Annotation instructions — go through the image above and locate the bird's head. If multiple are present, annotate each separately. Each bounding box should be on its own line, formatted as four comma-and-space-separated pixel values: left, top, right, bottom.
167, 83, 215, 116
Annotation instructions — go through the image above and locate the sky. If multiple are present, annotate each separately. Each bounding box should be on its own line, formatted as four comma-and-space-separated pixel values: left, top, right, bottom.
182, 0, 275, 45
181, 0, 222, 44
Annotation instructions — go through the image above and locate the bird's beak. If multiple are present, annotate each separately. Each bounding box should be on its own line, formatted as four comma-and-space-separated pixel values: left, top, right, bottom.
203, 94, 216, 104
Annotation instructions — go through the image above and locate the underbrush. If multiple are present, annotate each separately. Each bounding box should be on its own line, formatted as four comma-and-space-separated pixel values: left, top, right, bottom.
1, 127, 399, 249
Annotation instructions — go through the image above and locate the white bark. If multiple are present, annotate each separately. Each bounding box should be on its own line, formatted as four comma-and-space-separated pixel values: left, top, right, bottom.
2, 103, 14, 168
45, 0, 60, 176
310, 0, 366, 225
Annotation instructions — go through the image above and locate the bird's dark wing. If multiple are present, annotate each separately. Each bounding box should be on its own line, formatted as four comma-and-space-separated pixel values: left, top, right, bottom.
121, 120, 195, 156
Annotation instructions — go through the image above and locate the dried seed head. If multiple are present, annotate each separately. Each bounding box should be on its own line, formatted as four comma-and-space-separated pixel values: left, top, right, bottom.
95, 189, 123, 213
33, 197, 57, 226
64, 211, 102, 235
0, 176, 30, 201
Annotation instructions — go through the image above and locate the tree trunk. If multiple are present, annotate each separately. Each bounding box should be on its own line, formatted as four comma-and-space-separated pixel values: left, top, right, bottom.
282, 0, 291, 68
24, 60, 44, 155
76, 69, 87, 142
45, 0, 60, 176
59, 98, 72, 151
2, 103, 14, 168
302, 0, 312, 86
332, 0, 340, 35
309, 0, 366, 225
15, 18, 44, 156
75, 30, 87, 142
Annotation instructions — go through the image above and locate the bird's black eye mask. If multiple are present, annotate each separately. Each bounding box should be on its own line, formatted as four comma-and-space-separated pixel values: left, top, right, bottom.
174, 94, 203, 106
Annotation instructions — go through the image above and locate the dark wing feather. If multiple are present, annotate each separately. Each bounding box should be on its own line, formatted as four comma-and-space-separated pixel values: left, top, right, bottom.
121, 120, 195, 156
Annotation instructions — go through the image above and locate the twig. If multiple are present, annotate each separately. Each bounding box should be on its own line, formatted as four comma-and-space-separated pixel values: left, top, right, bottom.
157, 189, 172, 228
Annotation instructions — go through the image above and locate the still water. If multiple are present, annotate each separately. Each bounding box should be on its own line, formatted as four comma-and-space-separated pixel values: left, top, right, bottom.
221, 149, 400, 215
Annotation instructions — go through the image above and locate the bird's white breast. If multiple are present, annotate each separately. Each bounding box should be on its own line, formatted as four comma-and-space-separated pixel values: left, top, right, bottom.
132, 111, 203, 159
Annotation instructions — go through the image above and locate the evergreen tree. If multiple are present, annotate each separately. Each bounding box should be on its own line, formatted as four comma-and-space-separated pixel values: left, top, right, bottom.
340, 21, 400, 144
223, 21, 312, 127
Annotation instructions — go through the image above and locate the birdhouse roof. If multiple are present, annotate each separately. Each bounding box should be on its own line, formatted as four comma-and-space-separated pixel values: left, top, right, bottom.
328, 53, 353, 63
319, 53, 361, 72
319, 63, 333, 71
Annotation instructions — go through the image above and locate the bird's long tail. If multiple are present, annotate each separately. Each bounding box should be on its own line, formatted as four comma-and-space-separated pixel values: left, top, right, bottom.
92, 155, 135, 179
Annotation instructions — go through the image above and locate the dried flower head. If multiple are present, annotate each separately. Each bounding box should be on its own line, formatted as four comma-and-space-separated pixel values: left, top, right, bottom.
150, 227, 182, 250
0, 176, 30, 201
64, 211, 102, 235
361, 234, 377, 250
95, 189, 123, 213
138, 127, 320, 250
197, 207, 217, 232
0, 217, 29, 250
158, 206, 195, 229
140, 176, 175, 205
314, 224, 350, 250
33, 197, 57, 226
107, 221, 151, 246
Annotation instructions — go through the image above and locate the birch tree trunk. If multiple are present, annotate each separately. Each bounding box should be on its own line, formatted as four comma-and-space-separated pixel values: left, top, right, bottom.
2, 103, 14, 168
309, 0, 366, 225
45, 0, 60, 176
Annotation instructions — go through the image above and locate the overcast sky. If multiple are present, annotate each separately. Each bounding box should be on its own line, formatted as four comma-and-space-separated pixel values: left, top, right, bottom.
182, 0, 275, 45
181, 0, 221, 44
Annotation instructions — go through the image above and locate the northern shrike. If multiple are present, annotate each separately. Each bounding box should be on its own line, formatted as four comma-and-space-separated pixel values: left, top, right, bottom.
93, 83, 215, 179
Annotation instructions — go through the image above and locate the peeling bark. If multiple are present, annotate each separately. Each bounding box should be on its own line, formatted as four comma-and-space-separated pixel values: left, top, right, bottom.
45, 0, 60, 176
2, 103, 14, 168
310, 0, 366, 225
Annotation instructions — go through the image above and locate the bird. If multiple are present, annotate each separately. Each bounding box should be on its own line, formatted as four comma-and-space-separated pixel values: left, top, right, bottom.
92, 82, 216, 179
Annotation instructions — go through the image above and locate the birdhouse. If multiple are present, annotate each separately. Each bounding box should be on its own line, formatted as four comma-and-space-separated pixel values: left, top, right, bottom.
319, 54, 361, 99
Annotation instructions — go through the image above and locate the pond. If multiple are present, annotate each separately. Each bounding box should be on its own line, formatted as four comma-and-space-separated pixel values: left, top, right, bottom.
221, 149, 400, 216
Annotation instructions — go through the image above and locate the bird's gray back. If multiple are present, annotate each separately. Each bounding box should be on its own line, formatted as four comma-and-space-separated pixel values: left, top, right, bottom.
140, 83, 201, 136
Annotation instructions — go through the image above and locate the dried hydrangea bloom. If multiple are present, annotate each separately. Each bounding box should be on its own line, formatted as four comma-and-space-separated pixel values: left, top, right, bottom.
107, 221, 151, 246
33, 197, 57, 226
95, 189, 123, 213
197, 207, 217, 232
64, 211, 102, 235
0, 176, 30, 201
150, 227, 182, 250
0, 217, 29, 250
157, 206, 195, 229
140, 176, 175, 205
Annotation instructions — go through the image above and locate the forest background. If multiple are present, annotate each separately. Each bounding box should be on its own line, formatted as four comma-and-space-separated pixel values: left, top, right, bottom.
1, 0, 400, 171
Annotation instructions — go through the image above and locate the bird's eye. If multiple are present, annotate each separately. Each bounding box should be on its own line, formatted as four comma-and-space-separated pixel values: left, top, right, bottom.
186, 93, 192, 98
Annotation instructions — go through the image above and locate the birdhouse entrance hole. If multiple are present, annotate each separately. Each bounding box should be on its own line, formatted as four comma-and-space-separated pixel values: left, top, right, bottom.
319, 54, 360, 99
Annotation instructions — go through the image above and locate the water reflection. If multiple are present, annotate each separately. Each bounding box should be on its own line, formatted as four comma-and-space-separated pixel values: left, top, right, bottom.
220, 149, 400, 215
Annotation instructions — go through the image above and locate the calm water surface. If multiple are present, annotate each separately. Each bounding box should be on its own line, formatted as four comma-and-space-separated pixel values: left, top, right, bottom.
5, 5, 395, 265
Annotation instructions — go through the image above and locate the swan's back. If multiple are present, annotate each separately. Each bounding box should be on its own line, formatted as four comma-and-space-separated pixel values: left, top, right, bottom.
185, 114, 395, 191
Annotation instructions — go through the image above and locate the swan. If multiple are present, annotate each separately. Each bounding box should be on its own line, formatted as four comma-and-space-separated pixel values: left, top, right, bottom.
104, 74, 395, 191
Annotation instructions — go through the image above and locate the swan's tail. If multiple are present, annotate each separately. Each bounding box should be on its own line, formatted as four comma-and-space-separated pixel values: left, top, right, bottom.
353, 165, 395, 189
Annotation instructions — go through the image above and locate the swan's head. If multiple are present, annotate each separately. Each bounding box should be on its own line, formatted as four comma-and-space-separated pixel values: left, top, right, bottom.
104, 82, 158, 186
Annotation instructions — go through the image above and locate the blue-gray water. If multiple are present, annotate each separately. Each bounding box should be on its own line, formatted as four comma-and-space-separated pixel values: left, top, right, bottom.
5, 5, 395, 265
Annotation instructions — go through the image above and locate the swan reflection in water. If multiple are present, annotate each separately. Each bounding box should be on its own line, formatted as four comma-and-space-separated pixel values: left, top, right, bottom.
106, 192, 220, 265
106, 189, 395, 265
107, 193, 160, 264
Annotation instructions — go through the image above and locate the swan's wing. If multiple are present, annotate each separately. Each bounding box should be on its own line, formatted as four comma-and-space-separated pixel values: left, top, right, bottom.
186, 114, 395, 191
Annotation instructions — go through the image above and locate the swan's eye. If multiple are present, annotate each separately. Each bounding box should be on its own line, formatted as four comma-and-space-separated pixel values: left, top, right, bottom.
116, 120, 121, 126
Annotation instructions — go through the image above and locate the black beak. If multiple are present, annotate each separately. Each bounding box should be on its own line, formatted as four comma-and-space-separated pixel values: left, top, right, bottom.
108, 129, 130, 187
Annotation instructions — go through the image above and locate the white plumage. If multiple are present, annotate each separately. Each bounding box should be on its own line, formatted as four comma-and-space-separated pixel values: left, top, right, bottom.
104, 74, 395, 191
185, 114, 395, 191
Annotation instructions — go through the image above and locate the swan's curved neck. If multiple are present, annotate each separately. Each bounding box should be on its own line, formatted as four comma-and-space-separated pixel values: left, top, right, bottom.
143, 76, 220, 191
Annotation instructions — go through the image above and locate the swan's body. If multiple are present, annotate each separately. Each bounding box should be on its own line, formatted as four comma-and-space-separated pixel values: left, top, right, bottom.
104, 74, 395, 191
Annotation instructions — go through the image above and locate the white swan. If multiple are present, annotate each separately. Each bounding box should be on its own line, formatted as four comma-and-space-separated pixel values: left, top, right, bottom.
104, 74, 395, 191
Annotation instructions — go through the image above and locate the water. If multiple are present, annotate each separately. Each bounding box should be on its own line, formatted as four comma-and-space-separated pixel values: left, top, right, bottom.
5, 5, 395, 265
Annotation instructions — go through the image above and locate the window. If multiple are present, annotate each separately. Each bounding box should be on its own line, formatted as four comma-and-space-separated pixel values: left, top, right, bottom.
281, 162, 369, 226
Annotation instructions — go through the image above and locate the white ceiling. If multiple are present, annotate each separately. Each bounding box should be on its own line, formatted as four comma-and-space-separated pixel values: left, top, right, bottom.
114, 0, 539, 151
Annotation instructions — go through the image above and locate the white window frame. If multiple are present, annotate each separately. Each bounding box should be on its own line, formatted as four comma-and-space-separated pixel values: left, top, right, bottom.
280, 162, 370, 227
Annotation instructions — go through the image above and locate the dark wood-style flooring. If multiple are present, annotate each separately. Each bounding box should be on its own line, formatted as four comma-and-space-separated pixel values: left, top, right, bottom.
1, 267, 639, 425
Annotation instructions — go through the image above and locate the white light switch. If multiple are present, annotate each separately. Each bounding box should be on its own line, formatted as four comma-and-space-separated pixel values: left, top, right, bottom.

....................

YOUR ASSIGNMENT:
Each line from the one containing "the white ceiling." through the final line of the listing above should be returned exactly; return nothing else.

RESPONSE FOR THIS EXERCISE:
Annotation instructions — go through the image above and locate the white ceiling. If multiple are present, annotate each separately. Each bounding box should be on its own line, formatted as four comma-and-space-separated pixel values: left, top, right, bottom.
114, 0, 539, 151
Annotation instructions — go through the image above and locate the white window frame. If multiple are present, annotate each separately. Each bounding box should be on its own line, formatted as four comma-and-space-separated pixel values: left, top, right, bottom.
280, 162, 370, 227
Annotation instructions — go through the image above and locate the dark wood-style flooring. If multiple are present, annotate each separately. Each bounding box should be on its own line, formatted as four comma-and-space-separated pixel values: left, top, right, bottom.
1, 267, 639, 425
Annotation instructions — go through the image above and locate the white light switch. If multiple are present, annotate each separately. Each bounding box should be on its own line, formatted as four comma-and-space-separated pixel values: left, top, right, bottom.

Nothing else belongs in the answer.